A trial court's findings of fact are presumed correct and we will not seek reasons to reverse. Matter of Estate of Perkins, 508 N.W.2d 597, 600 (S.D.1993); R & S Construction Co. v. BDL Enterprises, 500 N.W.2d 628, 630 (S.D.1993); Insurance Agents, Inc. v. Zimmerman, 381 N.W.2d 218, 219 (S.D.1986). We cannot set aside factual findings unless we are convinced they are clearly erroneous; on the entire evidence this Court must be left with a definite and firm conviction that a mistake has been made. In re A.R.P., 519 N.W.2d 56, 61 (S.D.1994); In re Kindle, 509 N.W.2d 278, 283 (S.D.1993); Perkins, 508 N.W.2d at 600. This Court will not disturb a finding of fact supported by evidence, even if we would have reached a different conclusion on that same evidence. Bass v. Happy Rest, Inc., 507 N.W.2d 317, 324 (S.D.1993); In re Estate of Hobelsberger, 181 N.W.2d 455, 458-59 (S.D.1970). Findings of fact must support conclusions of law. Kindle, 509 N.W.2d at 283; Centrol, Inc. v. Morrow, 489 N.W.2d 890, 894 (S.D.1992); Knodel v. Board of County Comm'rs, 269 N.W.2d 386, 390 (S.D.1978).


Which rules apply when determining accommodation status on a promissory note?

In its Memorandum Opinion (incorporated in the findings) the trial court relied on Varga v. Woods, 381 N.W.2d 247, 250 (S.D.1986) (citing 72 C.J.S. Principal and Surety § 40 (1951)):

A common instance of involuntary suretyship, at least as between the principal and surety themselves, occurs where one party to a contract, as a part of the agreement, assumes an indebtedness owing by the other to a third person, the one assuming the indebtedness becoming the principal, and the former debtor a surety....

**WHAT NEEDS TO BE DONE**
Write out the court opinion excerpt above word for word, in full.

[Data pulled from a collection]
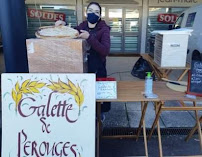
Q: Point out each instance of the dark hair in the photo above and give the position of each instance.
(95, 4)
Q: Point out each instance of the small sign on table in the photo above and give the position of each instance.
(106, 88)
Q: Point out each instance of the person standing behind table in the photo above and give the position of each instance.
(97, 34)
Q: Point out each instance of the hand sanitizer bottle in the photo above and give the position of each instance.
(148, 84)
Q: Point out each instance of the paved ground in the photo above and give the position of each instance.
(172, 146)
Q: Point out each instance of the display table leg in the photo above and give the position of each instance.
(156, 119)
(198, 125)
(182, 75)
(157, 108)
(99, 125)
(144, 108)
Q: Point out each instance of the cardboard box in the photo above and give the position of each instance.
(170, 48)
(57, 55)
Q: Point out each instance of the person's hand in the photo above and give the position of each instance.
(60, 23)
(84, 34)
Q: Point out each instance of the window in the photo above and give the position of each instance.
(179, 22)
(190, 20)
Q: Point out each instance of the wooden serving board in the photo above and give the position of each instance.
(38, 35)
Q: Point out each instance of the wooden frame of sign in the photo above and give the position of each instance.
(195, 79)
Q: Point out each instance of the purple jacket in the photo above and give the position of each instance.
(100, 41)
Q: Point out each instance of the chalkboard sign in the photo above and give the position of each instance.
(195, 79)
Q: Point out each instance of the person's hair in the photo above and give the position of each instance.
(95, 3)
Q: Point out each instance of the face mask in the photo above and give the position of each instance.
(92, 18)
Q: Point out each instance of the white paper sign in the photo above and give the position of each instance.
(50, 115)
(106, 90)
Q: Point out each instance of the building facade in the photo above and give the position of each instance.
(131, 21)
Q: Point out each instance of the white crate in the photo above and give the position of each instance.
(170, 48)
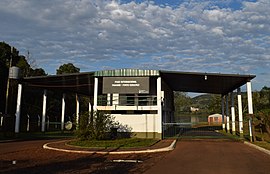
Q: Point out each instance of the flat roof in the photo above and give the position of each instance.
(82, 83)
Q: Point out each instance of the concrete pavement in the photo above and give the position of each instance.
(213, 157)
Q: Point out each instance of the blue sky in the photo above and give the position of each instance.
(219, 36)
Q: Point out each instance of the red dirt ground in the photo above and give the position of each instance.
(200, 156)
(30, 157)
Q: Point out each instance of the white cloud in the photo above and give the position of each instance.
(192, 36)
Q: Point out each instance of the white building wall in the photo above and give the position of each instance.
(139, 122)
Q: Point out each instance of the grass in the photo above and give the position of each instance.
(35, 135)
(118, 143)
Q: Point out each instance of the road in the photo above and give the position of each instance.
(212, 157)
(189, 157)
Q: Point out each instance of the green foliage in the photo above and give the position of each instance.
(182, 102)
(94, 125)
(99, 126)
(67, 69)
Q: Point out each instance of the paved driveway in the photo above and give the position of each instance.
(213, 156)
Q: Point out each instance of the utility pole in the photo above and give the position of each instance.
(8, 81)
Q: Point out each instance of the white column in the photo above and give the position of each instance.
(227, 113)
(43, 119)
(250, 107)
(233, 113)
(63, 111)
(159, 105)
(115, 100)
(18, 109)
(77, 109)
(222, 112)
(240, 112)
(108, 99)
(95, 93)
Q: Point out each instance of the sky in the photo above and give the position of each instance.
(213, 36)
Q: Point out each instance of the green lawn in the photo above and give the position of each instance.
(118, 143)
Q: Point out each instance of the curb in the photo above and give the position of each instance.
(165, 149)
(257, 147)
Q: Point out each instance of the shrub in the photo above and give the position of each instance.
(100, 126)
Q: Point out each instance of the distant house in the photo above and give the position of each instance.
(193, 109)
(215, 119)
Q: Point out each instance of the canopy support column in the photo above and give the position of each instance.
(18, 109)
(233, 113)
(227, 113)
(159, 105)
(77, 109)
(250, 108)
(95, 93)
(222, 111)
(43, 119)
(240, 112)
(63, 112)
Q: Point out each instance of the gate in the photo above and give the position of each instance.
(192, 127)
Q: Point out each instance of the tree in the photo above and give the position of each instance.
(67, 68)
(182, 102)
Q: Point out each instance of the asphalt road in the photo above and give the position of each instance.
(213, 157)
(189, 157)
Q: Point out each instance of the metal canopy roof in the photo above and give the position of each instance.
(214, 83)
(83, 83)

**TASK OUTPUT**
A trial court's findings of fact are presumed correct and we will not seek reasons to reverse. Matter of Estate of Perkins, 508 N.W.2d 597, 600 (S.D.1993); R & S Construction Co. v. BDL Enterprises, 500 N.W.2d 628, 630 (S.D.1993); Insurance Agents, Inc. v. Zimmerman, 381 N.W.2d 218, 219 (S.D.1986). We cannot set aside factual findings unless we are convinced they are clearly erroneous; on the entire evidence this Court must be left with a definite and firm conviction that a mistake has been made. In re A.R.P., 519 N.W.2d 56, 61 (S.D.1994); In re Kindle, 509 N.W.2d 278, 283 (S.D.1993); Perkins, 508 N.W.2d at 600. This Court will not disturb a finding of fact supported by evidence, even if we would have reached a different conclusion on that same evidence. Bass v. Happy Rest, Inc., 507 N.W.2d 317, 324 (S.D.1993); In re Estate of Hobelsberger, 181 N.W.2d 455, 458-59 (S.D.1970). Findings of fact must support conclusions of law. Kindle, 509 N.W.2d at 283; Centrol, Inc. v. Morrow, 489 N.W.2d 890, 894 (S.D.1992); Knodel v. Board of County Comm'rs, 269 N.W.2d 386, 390 (S.D.1978).


Which rules apply when determining accommodation status on a promissory note?

In its Memorandum Opinion (incorporated in the findings) the trial court relied on Varga v. Woods, 381 N.W.2d 247, 250 (S.D.1986) (citing 72 C.J.S. Principal and Surety § 40 (1951)):

A common instance of involuntary suretyship, at least as between the principal and surety themselves, occurs where one party to a contract, as a part of the agreement, assumes an indebtedness owing by the other to a third person, the one assuming the indebtedness becoming the principal, and the former debtor a surety....